**Problem requirements**
Please copy the listing below from its first line up to and including the line with "[(511, 273), (100, 156)]", reproducing each line exactly and leaving the pictures out.

**Information shown**
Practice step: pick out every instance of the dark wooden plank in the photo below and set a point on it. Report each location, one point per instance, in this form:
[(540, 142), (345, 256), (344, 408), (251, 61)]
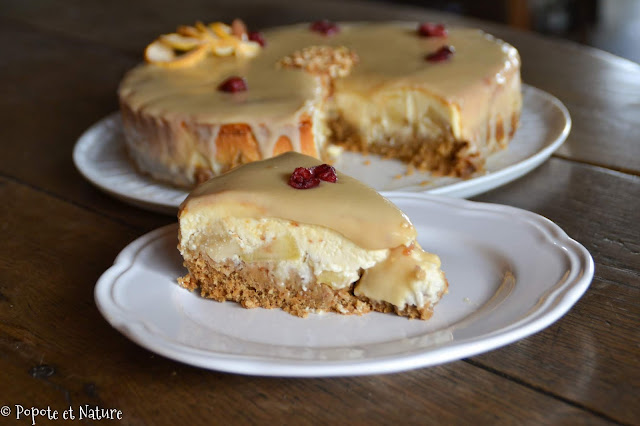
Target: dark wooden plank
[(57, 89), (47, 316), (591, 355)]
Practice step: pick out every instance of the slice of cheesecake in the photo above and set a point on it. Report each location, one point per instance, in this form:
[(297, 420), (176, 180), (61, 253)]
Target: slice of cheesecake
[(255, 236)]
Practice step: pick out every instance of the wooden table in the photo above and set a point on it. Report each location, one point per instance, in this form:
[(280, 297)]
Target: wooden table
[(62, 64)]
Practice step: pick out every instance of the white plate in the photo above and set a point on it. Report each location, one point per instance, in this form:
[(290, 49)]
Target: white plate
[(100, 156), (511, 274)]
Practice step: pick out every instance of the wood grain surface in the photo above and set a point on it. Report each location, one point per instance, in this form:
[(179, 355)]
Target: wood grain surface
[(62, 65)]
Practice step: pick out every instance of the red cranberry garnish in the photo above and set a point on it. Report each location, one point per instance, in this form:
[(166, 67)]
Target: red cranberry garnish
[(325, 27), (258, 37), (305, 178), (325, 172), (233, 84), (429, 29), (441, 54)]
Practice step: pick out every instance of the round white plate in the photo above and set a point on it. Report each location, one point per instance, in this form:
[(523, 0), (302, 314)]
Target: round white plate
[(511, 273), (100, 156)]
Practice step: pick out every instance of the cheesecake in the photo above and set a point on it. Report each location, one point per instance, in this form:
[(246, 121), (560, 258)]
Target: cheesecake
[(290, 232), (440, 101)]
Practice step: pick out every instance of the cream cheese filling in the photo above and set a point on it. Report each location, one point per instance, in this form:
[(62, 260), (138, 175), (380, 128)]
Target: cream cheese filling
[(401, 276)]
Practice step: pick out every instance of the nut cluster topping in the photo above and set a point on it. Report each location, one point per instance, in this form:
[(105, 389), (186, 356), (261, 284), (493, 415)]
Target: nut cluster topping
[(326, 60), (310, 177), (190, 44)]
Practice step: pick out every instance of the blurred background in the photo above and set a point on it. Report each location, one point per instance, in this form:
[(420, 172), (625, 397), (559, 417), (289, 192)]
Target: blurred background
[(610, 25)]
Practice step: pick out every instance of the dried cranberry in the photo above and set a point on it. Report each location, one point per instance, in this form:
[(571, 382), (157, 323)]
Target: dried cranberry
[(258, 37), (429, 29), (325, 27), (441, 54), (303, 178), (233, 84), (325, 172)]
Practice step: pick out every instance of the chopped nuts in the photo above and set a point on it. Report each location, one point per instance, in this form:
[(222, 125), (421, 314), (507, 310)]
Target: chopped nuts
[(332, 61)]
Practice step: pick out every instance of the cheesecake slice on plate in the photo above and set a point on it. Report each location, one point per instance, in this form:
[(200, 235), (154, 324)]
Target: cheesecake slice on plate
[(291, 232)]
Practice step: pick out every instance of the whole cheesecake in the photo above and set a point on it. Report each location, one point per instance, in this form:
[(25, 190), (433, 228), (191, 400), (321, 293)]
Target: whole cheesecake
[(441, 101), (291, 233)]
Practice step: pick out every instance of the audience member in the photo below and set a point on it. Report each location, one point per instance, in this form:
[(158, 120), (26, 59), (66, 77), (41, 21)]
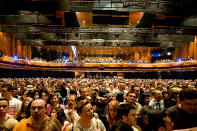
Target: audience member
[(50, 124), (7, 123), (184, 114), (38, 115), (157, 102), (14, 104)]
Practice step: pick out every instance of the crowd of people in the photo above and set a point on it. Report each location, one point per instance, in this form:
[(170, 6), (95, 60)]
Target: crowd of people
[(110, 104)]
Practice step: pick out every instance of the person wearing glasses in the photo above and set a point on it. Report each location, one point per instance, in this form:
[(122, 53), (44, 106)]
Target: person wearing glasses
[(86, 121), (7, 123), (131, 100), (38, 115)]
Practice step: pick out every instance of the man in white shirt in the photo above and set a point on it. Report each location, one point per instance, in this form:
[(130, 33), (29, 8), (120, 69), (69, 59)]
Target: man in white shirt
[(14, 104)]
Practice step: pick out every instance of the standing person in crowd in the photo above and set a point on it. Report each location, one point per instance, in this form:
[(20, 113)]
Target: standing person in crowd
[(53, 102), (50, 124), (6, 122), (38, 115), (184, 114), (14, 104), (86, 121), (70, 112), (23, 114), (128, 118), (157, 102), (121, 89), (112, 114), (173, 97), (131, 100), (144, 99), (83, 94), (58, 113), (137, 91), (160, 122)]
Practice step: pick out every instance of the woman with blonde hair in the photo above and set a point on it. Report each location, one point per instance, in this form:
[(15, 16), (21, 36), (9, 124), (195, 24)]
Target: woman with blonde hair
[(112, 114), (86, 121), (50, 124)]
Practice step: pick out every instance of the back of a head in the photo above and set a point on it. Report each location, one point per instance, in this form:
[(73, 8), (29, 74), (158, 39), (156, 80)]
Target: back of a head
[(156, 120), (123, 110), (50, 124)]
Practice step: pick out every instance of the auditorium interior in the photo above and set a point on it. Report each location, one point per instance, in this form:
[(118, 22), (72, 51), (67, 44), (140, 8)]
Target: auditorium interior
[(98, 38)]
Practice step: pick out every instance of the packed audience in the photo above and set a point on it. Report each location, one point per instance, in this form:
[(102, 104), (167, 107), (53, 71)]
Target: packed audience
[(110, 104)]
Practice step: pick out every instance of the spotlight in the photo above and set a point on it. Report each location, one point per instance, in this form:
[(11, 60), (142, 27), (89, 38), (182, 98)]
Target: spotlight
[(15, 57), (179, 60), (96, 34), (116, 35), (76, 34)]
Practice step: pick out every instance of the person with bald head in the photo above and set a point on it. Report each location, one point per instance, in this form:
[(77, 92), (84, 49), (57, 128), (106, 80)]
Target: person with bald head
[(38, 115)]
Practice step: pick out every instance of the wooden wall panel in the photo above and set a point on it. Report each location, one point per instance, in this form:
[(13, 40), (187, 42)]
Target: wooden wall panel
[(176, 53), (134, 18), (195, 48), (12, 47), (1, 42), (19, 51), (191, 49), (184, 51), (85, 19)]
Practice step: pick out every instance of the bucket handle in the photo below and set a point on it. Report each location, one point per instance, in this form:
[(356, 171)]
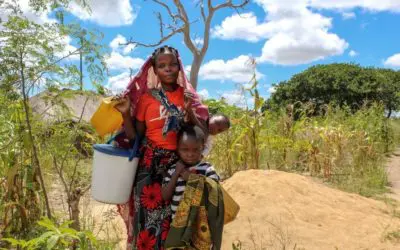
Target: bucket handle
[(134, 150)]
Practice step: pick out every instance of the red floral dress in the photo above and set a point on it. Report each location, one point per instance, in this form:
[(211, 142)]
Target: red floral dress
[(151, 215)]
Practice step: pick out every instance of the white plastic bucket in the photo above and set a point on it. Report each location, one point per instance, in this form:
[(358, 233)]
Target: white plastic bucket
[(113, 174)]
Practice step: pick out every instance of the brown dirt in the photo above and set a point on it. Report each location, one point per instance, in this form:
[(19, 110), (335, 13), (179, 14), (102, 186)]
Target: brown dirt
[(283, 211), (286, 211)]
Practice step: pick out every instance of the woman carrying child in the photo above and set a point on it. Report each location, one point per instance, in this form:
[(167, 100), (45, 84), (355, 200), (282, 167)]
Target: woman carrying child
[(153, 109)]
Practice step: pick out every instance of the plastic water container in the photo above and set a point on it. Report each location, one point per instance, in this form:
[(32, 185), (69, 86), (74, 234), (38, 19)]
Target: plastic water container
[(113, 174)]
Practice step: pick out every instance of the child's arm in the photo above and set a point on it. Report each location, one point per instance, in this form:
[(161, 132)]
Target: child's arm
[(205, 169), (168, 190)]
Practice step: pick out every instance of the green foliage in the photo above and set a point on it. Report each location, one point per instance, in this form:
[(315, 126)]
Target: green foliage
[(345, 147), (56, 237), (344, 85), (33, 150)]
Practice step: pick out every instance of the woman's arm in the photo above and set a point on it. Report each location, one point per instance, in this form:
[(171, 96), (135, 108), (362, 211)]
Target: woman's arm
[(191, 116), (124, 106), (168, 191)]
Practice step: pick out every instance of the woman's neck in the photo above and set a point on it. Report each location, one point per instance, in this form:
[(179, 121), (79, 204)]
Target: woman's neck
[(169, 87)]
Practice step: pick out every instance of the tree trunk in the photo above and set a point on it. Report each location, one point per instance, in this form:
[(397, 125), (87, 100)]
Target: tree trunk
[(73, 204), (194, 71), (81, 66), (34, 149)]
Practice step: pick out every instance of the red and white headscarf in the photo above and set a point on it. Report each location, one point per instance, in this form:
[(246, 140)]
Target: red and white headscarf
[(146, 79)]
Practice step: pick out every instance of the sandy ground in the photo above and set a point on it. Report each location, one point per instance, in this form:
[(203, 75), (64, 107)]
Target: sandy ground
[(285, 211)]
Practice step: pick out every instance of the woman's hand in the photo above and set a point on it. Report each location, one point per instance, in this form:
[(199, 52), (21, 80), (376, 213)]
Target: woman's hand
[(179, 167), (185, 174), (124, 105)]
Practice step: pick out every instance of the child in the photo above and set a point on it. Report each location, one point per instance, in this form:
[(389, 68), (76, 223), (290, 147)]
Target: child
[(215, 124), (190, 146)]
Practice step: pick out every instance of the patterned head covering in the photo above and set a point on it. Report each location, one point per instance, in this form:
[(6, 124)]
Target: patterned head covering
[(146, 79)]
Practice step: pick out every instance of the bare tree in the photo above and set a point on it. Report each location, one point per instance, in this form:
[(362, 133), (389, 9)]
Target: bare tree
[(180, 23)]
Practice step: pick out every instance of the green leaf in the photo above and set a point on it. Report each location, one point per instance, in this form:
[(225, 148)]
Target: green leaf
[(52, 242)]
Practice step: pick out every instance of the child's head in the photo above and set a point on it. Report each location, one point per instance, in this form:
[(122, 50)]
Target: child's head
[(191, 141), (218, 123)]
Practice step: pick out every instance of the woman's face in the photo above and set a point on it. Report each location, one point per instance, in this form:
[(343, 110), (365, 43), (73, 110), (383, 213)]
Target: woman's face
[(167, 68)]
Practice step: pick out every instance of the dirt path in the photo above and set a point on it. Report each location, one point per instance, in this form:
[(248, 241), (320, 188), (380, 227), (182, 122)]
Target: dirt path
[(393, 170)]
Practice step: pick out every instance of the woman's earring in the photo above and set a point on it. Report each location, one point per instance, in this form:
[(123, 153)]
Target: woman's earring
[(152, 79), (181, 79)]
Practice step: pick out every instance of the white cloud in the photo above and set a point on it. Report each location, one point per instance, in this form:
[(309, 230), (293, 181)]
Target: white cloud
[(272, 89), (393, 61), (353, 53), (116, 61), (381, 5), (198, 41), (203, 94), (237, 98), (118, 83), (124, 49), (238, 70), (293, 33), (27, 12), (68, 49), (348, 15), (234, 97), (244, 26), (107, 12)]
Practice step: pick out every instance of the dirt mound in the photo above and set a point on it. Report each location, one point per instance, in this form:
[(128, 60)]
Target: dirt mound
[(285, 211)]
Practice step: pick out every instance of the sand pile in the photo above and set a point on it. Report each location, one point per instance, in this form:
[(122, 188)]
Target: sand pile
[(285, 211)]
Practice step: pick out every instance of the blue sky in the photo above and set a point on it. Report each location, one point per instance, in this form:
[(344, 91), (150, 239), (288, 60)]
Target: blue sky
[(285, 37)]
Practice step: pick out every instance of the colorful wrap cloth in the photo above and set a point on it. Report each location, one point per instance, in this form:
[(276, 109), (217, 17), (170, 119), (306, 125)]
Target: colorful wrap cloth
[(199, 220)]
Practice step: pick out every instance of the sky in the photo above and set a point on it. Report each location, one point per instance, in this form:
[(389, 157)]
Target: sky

**Final result**
Practice step: pick out every instance of the dark wooden plank in the photo below and set a point on it. Report each location, one point per instance, in this form:
[(540, 142), (345, 256), (344, 408), (251, 61)]
Target: dark wooden plank
[(57, 89), (47, 316), (591, 355)]
Practice step: pick out every instance of the slice of cheesecake in the photo above and set a point on it. Report each location, one point per instance, in this form:
[(297, 420), (176, 180), (61, 253)]
Target: slice of cheesecake
[(255, 236)]
Practice step: pick out every instance of the wooden table in the photo above and set a point on it. Report each location, one point per instance, in this form:
[(280, 297)]
Target: wooden table
[(62, 64)]
Practice step: pick out every instance of the white plate in the photo above and set a point on it. Report each location, one point per instance, in this form:
[(290, 49)]
Target: white plate
[(100, 156), (511, 274)]
Practice step: pick out every instance of the wood grain surface in the photo above and set a point on it. Report each location, one point per instance, in this form:
[(179, 355)]
Target: wood grain surface
[(62, 65)]
Practice step: pick out every instance of the red cranberry garnish in the photo above and set a point on it. Report each location, one point per instance, in this form:
[(166, 67)]
Target: red cranberry garnish
[(325, 27), (258, 37), (305, 178), (325, 172), (233, 84), (429, 29), (441, 54)]
Practice step: pick out every instance of the round white plate in the photo above and set a point on it. Report each location, one point per instance, in this form:
[(523, 0), (302, 314)]
Target: round white plate
[(511, 273), (100, 156)]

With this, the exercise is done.